• [Task statement] Reproduce the full set of records verbatim.
**** Data to use ****
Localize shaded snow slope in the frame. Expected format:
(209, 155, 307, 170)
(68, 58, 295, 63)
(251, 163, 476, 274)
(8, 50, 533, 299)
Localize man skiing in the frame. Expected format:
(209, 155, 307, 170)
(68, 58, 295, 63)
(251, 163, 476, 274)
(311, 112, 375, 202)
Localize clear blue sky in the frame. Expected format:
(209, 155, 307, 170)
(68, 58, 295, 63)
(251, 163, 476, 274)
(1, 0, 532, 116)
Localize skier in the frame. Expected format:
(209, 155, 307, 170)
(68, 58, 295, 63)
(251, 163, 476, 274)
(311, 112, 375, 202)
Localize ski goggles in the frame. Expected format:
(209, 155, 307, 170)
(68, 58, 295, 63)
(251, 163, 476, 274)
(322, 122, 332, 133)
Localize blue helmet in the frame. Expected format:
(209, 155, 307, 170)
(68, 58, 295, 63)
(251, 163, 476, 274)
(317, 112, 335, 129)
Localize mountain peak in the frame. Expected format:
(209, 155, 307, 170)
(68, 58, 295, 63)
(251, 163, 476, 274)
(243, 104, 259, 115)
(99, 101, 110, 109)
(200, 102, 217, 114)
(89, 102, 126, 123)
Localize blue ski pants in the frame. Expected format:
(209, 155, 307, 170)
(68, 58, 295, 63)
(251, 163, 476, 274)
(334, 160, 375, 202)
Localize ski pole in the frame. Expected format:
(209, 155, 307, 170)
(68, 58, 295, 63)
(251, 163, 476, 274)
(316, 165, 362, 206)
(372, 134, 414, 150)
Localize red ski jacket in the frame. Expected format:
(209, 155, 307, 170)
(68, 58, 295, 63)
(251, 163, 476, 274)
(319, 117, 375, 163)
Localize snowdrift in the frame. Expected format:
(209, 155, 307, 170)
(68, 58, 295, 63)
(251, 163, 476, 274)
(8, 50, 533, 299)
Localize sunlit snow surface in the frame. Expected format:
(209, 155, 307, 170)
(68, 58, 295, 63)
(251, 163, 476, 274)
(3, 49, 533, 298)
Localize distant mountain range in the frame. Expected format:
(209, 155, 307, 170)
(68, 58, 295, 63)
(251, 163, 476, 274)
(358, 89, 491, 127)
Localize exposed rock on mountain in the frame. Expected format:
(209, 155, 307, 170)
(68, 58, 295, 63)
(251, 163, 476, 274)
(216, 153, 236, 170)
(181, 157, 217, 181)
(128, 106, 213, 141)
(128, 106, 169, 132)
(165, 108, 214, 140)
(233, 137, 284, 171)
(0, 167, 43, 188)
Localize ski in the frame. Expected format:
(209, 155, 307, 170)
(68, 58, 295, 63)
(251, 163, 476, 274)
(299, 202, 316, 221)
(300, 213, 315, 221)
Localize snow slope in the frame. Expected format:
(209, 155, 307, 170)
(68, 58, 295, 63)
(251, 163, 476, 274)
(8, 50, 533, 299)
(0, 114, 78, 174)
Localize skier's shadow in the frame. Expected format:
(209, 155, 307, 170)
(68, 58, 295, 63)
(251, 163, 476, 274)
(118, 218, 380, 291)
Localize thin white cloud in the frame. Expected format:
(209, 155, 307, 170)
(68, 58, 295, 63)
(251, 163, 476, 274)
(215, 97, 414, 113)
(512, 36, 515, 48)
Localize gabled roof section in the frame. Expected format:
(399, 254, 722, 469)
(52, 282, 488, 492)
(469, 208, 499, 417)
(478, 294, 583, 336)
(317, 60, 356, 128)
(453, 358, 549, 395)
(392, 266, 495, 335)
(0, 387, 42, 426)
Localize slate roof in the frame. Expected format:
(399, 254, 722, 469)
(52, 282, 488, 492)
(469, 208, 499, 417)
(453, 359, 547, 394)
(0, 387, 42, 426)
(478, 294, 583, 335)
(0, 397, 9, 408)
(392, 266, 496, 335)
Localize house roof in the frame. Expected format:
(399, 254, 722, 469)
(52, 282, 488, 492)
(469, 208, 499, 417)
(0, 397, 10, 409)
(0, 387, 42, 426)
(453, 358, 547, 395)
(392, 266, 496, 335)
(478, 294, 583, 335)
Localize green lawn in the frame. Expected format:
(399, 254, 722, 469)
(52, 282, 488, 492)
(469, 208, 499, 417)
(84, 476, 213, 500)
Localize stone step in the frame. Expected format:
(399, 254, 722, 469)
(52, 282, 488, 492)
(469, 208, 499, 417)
****
• [Exercise result]
Localize shaded snow slope in the frame. Expected format:
(209, 155, 307, 170)
(68, 58, 295, 63)
(251, 163, 476, 274)
(8, 50, 533, 299)
Localize man skiing in the frame. Expected format:
(209, 155, 307, 170)
(68, 58, 295, 63)
(251, 163, 476, 274)
(311, 112, 375, 202)
Localize clear blue sky in the frame. Expected format:
(209, 155, 307, 170)
(68, 58, 295, 63)
(251, 163, 476, 274)
(1, 0, 532, 116)
Localize skier in the frame. Expected format:
(209, 155, 307, 170)
(68, 58, 295, 63)
(251, 163, 476, 274)
(311, 112, 375, 202)
Localize ski goggles in the frame. Expected format:
(209, 155, 307, 170)
(68, 58, 295, 63)
(251, 163, 476, 274)
(322, 122, 332, 133)
Localize blue helmet in the frame. Expected format:
(209, 155, 307, 170)
(68, 58, 295, 63)
(251, 163, 476, 274)
(317, 112, 335, 129)
Localize mountain peak in the frame. Expected format:
(209, 155, 307, 170)
(68, 58, 295, 63)
(251, 163, 476, 274)
(243, 104, 259, 115)
(99, 101, 110, 109)
(200, 102, 217, 114)
(89, 102, 126, 123)
Localize blue ski pants in the frame. Expected format:
(209, 155, 307, 170)
(68, 58, 295, 63)
(251, 163, 476, 274)
(334, 160, 375, 202)
Localize ski pole in the frame. Expected format:
(209, 155, 307, 170)
(68, 58, 295, 63)
(251, 163, 476, 274)
(316, 165, 362, 206)
(372, 134, 414, 150)
Localize red ski jacket in the frame. Expected format:
(209, 155, 307, 170)
(68, 58, 295, 63)
(251, 163, 476, 274)
(319, 117, 375, 163)
Localize snowdrift in the frame. Expected format:
(209, 155, 307, 170)
(68, 58, 295, 63)
(251, 163, 476, 274)
(8, 50, 533, 299)
Localize sunlit snow surface in the frame. Expected format:
(209, 155, 307, 170)
(68, 58, 295, 63)
(251, 163, 476, 274)
(3, 49, 533, 298)
Localize distant mountain range in the frame. Expected format:
(209, 155, 307, 170)
(68, 58, 295, 63)
(251, 163, 476, 274)
(358, 89, 491, 127)
Localize exposed rock on mountain in the frame. Expected format:
(209, 155, 307, 170)
(68, 58, 295, 63)
(251, 163, 476, 274)
(216, 153, 236, 170)
(181, 157, 217, 181)
(128, 106, 213, 141)
(128, 106, 169, 132)
(165, 108, 214, 140)
(233, 137, 284, 171)
(0, 167, 43, 188)
Localize ski in the frame. Expected format:
(209, 155, 307, 170)
(68, 58, 295, 63)
(251, 163, 476, 274)
(299, 202, 316, 221)
(300, 213, 315, 221)
Localize snow slope in the frame. Expected format:
(209, 155, 307, 170)
(68, 58, 295, 63)
(251, 163, 476, 274)
(8, 50, 533, 299)
(0, 114, 78, 174)
Localize skier's shadow in the frame. Expected format:
(209, 155, 307, 170)
(68, 58, 295, 63)
(251, 163, 476, 274)
(118, 218, 380, 291)
Localize thin white cloud in the frame. Expected format:
(209, 155, 307, 170)
(68, 58, 295, 63)
(251, 163, 476, 274)
(215, 97, 414, 113)
(512, 36, 515, 48)
Localize gabled roof section in the frame. Expected format:
(399, 254, 722, 469)
(52, 282, 488, 492)
(469, 208, 499, 417)
(478, 294, 583, 336)
(317, 60, 356, 128)
(453, 358, 549, 395)
(392, 266, 495, 335)
(0, 387, 42, 426)
Localize slate roof in the frame. Expected format:
(399, 254, 722, 469)
(52, 282, 488, 492)
(469, 208, 499, 417)
(453, 359, 547, 394)
(0, 387, 42, 426)
(478, 294, 583, 335)
(0, 397, 9, 408)
(392, 266, 496, 335)
Localize house roof in the frame. Expected format:
(399, 254, 722, 469)
(52, 282, 488, 492)
(469, 208, 499, 417)
(0, 397, 10, 409)
(0, 387, 42, 426)
(453, 358, 547, 395)
(392, 266, 496, 335)
(478, 294, 583, 335)
Localize green lawn in the frame. Expected format:
(399, 254, 722, 469)
(52, 282, 488, 492)
(469, 208, 499, 417)
(84, 476, 213, 500)
Localize stone step in the frame. Expected format:
(399, 254, 722, 469)
(52, 282, 488, 492)
(469, 208, 499, 417)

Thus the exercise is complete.